- **What is required**: Transcribe the records that follow, preserving every word.

[Begin Supplied information]

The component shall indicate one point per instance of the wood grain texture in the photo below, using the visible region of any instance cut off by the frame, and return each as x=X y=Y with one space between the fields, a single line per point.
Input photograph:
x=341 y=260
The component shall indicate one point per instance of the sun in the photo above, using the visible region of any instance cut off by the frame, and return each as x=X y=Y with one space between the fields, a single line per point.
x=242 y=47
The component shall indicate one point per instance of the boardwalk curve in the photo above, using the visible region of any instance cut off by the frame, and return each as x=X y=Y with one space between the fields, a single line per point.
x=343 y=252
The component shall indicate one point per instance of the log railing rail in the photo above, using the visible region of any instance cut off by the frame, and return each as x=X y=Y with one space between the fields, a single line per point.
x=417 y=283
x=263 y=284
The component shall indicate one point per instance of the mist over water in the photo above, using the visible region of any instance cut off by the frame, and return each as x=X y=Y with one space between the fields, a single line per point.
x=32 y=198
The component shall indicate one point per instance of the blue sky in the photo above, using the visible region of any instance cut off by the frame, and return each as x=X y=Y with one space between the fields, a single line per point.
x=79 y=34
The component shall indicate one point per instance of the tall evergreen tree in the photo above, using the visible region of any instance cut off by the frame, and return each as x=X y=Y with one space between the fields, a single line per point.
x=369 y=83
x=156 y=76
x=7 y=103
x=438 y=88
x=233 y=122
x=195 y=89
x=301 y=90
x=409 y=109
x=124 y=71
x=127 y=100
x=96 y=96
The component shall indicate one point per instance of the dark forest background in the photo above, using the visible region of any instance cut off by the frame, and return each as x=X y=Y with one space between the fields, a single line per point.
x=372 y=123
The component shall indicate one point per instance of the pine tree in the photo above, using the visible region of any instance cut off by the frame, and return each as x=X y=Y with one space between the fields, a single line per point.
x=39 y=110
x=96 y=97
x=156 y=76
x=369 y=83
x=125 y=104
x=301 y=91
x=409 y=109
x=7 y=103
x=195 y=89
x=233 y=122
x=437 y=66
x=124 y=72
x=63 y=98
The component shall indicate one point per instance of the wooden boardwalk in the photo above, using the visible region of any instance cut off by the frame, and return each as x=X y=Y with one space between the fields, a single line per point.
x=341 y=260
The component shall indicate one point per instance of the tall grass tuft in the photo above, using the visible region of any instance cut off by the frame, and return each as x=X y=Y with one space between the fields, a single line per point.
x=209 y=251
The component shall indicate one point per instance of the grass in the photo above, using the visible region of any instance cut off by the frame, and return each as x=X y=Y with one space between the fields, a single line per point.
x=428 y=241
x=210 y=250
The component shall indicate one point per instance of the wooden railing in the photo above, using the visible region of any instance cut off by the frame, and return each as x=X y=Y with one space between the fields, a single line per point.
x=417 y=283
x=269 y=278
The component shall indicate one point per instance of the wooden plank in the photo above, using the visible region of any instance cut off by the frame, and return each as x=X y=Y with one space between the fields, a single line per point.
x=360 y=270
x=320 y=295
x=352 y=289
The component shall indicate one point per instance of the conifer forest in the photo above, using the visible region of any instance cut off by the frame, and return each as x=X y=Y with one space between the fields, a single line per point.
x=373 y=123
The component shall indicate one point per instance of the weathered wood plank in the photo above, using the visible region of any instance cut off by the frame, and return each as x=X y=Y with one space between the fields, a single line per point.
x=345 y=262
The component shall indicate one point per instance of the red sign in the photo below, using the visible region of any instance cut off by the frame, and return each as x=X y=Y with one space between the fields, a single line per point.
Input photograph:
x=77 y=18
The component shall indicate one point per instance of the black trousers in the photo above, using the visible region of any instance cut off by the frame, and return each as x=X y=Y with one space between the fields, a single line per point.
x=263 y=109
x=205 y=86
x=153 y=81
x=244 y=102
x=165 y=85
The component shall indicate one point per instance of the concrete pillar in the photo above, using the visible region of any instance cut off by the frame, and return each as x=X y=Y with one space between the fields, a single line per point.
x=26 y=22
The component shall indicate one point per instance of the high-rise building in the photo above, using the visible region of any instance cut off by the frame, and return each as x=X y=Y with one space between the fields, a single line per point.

[End Supplied information]

- **Full solution**:
The component shall indicate one point per instance of the wood grain texture in the photo below, using the visible region of any instance cut off by the frame, and return each as x=X y=Y with one space between the fields, a single line per point.
Input photograph:
x=341 y=260
The component shall indicate one point per instance of the sun in the photo above, using the visible region of any instance cut off by the frame, and return each as x=X y=Y with one space between the fields, a single line per point.
x=242 y=47
The component shall indicate one point per instance of the boardwalk curve in the photo above, using the visible region of any instance cut off by the frame, and return each as x=X y=Y with one space between the fields, a single line per point.
x=343 y=252
The component shall indicate one point per instance of the log railing rail in the photo above, using the visible region of any instance cut off by the frame, and return each as x=X y=Y with one space between the fields, a single line per point.
x=417 y=283
x=263 y=284
The component shall indicate one point per instance of the mist over water in the photo above, using the visible region of any instance cut off by the frame, and return each as x=X y=Y with one space between the fields, a single line per point.
x=32 y=198
The component shall indicate one point per instance of the blue sky in the photo above, using the visible region of any instance cut off by the frame, and return each as x=X y=Y with one space between the fields, a single line per point.
x=79 y=34
The component shall indicate one point per instance of the tall evergreen tree in the photo above, using the visible region of any instance cut off by the frame, and return each as x=X y=Y with one space between the fields, a single line per point.
x=369 y=83
x=156 y=76
x=7 y=103
x=438 y=88
x=233 y=122
x=195 y=89
x=301 y=90
x=409 y=109
x=124 y=71
x=127 y=100
x=96 y=96
The component shall indicate one point per instance of the dark forest background in the photo above, using the visible region of any instance cut off by the frame, and return each as x=X y=Y with one space between the fields, a single line per point.
x=372 y=123
The component shall indicate one point per instance of the pine tree in the photo above, using the visible region of any instance cut off by the frame, and return each as x=X y=Y with one space between the fields, a single line per point.
x=39 y=110
x=96 y=97
x=156 y=76
x=369 y=83
x=125 y=104
x=301 y=91
x=409 y=109
x=7 y=103
x=195 y=89
x=233 y=122
x=437 y=66
x=124 y=72
x=63 y=98
The component shall indicate one point per instance of the wooden boardwalk in the photo above, using the visible region of any instance cut off by the frame, and return each as x=X y=Y with one space between the fields, a single line per point.
x=341 y=260
The component shall indicate one point per instance of the tall grass tuft in the photo above, using the visible region of any instance cut off by the frame, and return each as x=X y=Y with one space between the fields, a single line per point.
x=209 y=251
The component shall indicate one point per instance of the grass in the photo above, using the visible region of any instance cut off by the frame, and return each as x=X y=Y with one space between the fields, a single line per point.
x=428 y=241
x=210 y=250
The component shall indicate one point per instance of the wooden railing in the photo above, using the visible region of any instance cut off by the frame, and return each as x=X y=Y with one space between the fields, a single line per point.
x=417 y=283
x=269 y=278
The component shall indicate one point per instance of the wooden plank in the photo above, using the visible region of any instance cut off by the frame, and return each as x=X y=Y with one space between the fields, a single line per point.
x=360 y=270
x=320 y=295
x=352 y=289
The component shall indicate one point per instance of the conifer forest in the photo above, using the visible region of any instance cut off by the frame, and return each as x=X y=Y with one space between the fields, a single line per point.
x=373 y=123
The component shall indicate one point per instance of the weathered wood plank in the photo above, using the visible region of any instance cut off by the frame, and return each as x=X y=Y with one space between the fields, a single line per point.
x=345 y=262
The component shall indicate one point per instance of the red sign in the photo below, using the visible region of any instance cut off by the frame, and return each as x=X y=Y with one space between the fields, a single line per point.
Input photograph:
x=77 y=18
The component shall indicate one point per instance of the black trousers in the photo above, using the visible region of any instance cut off by the frame, and return each as x=X y=Y with one space between the fields, a single line per point.
x=263 y=109
x=205 y=86
x=153 y=81
x=244 y=102
x=165 y=85
The component shall indicate one point per instance of the concrete pillar in the photo above, using the visible region of any instance cut off by the frame, and return each as x=X y=Y with one space between the fields, a single line per point.
x=26 y=22
The component shall indicate one point per instance of the high-rise building in the photo above, using the visible region of any instance cut off by the frame, and return each as x=X y=Y with one space between the fields, a single line per point.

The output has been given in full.